#### TASK BRIEF
Each line from the beginning of the data below through the line containing "Where can the shrub" should be repeated exactly, please.

#### TASK INPUT
/---
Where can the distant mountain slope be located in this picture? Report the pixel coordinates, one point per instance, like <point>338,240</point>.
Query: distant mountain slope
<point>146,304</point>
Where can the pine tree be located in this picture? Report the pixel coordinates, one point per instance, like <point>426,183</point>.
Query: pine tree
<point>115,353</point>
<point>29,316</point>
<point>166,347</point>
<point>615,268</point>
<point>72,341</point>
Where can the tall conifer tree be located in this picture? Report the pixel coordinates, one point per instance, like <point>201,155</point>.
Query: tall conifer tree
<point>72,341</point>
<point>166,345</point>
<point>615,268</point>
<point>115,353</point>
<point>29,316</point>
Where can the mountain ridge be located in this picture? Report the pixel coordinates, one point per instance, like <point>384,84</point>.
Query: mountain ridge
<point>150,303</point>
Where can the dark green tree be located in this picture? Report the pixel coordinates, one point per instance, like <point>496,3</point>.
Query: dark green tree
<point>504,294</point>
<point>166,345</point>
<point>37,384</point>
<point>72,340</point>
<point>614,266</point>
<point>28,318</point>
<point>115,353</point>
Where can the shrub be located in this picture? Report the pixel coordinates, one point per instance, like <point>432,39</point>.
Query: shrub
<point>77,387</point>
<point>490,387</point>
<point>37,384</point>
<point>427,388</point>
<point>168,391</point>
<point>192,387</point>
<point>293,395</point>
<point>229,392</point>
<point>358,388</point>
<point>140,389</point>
\---
#### SOLUTION FOR THIS EXERCISE
Where can the distant mountain slope be located in this picture? Report the pixel coordinates, one point per instance, like <point>338,240</point>.
Query: distant mountain slope
<point>146,304</point>
Where can the pine tree be located in this picture? Report the pixel coordinates, one point per instance, like <point>426,183</point>.
Query: pine tree
<point>115,353</point>
<point>29,316</point>
<point>166,347</point>
<point>615,268</point>
<point>72,341</point>
Where can the tall conifer tree be located in this picture? Report the pixel coordinates, one point per instance, like <point>201,155</point>.
Query: tall conifer tree
<point>72,341</point>
<point>166,345</point>
<point>615,268</point>
<point>115,353</point>
<point>29,316</point>
Where can the mountain ridge be located in this picture? Report the pixel coordinates, one point per instance, like <point>384,84</point>.
Query: mountain ridge
<point>150,303</point>
Where can the dark green tree be located in this picture? Report the pixel coordinates, one point per instance, like <point>496,3</point>.
Query: dark green tree
<point>504,294</point>
<point>166,345</point>
<point>37,384</point>
<point>72,340</point>
<point>614,266</point>
<point>28,318</point>
<point>115,353</point>
Where can the shrub be located in this picture? Report the pixel coordinates, one point per instance, like <point>432,39</point>.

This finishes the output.